## GIVEN INSTRUCTION A
Extract every line of the records that contains the string "grass". Case counts.

## GIVEN PASSAGE
***

All my life, I have instinctively known that I’m a them. When clubbable,
mottle-nosed men drop a conspiratorial octave and say “Well, of course, I
don’t mean people like us”, I metaphorically pull down the shutters and pack
a small bag, because I know, sure as blackballs are blackballs, that they do
mean me. Even now, when my name is on the clipboard at the door, I know
it’s not really me they’re waving through — it’s this column. When the time
comes for the us and the them to be separated, you’ll find me with the
goats. (And if you sense a perverse hint of pride in this collar-up,
nose-against-the-window existentialism, you are probably right.)
But I still don’t understand why anyone would want to be a member of a club,
with its implicit admission of snobbery, insecurity, loneliness and
desperate social ineptitude. The reason for old gents’ clubs — as grown-up
common rooms for unmarried men who lodged in the City and couldn’t cook for
themselves — no longer pertains. Now, they are desperate mausoleums,
smelling of sprouts, Anusol and denture breath, where bald, fat men with
ugly bodies and good tailors talk about sex in the past tense, but can’t
stand having a woman in the building unless she is carrying a tray. Who in
all the world could imagine that this is a step up in a cultured existence?

***

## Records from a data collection
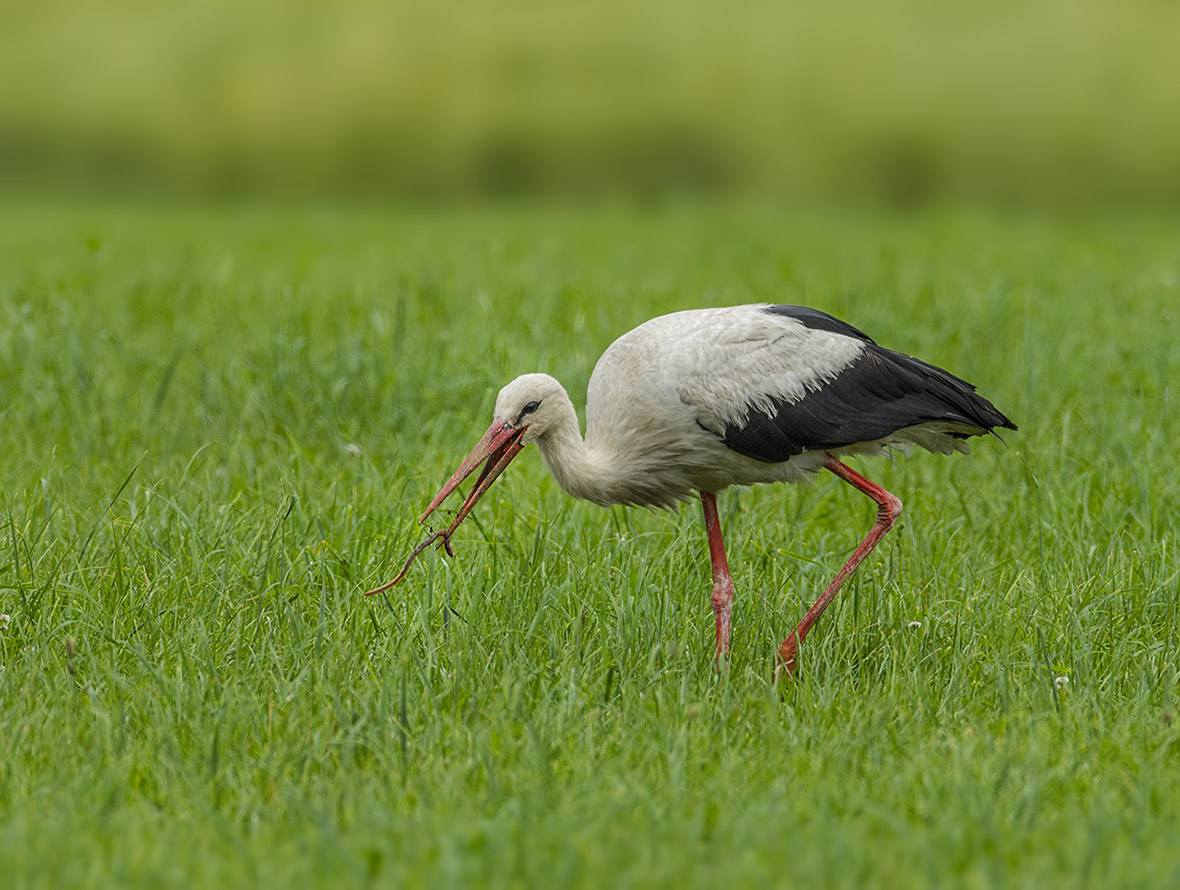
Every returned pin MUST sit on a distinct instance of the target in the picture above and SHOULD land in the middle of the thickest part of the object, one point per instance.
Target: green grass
(218, 426)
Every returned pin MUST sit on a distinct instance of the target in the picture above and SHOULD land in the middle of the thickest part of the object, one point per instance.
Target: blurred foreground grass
(218, 425)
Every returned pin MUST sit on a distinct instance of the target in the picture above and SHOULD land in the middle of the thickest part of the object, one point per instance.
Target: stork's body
(703, 399)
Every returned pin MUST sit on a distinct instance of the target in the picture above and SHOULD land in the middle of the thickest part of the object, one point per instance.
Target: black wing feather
(878, 394)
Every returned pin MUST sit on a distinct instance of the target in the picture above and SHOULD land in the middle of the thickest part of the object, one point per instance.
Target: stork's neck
(581, 470)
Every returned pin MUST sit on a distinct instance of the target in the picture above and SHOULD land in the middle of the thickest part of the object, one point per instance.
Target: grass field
(218, 426)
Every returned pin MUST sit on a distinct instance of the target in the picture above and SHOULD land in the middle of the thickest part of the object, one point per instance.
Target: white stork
(701, 399)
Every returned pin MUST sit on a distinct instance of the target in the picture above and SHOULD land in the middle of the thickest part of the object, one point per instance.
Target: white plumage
(702, 399)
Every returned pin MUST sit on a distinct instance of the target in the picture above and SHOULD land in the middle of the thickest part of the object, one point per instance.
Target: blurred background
(1057, 103)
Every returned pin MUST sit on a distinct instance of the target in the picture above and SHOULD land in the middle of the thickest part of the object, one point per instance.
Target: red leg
(889, 508)
(722, 582)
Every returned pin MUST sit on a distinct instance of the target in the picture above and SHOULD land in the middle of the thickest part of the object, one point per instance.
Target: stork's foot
(785, 663)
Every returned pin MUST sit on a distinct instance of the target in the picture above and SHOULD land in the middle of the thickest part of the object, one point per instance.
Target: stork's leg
(722, 582)
(889, 508)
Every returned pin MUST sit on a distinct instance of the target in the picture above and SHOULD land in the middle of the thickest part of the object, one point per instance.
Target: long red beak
(499, 445)
(495, 451)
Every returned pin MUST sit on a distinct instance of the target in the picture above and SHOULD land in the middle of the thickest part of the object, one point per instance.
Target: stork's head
(530, 404)
(525, 410)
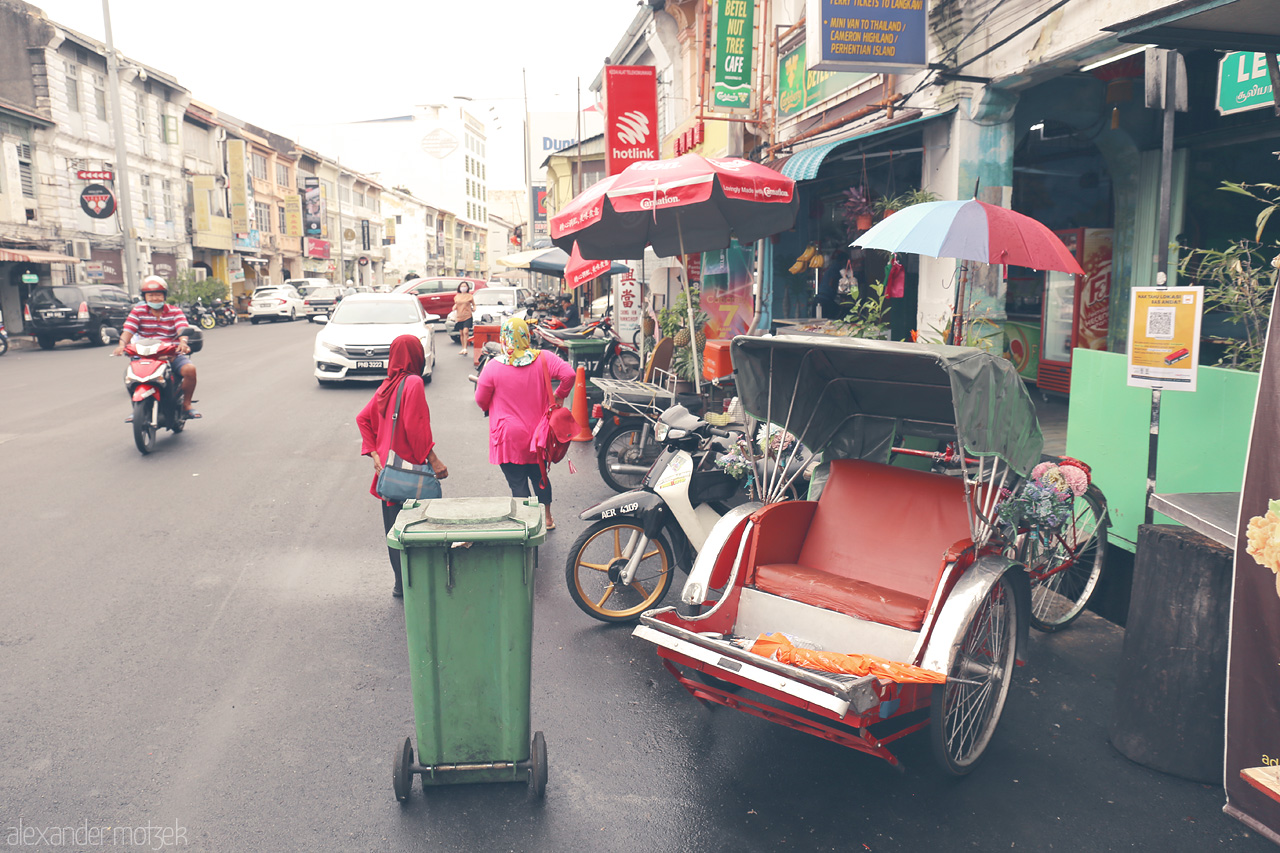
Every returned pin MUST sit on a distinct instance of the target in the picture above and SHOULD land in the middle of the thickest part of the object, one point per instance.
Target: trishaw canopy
(850, 397)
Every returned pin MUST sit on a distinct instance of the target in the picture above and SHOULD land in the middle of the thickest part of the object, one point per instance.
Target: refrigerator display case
(1075, 308)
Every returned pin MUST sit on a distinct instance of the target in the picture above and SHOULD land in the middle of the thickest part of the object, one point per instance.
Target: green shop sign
(1243, 83)
(800, 87)
(735, 24)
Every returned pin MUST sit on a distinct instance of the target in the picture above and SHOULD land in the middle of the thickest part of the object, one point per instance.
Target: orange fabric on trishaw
(780, 648)
(876, 546)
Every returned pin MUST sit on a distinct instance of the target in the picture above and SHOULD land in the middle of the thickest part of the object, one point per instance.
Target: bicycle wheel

***

## GIVEN INSTRUCTION B
Answer these questions from the passage about gentlemen's clubs.
(i) According to the writer, where will they be found when the us and the them are separated?
(ii) What three smells does the passage attribute to the clubs?
(iii) What does the writer say old gents' clubs were originally for?

## RIGHT ANSWER A
Target: green grass
Target: blurred foreground grass
Target: grass field

## RIGHT ANSWER B
(i) With the goats.
(ii) Sprouts, Anusol and denture breath.
(iii) They served as grown-up common rooms for unmarried men who lodged in the City and couldn't cook for themselves.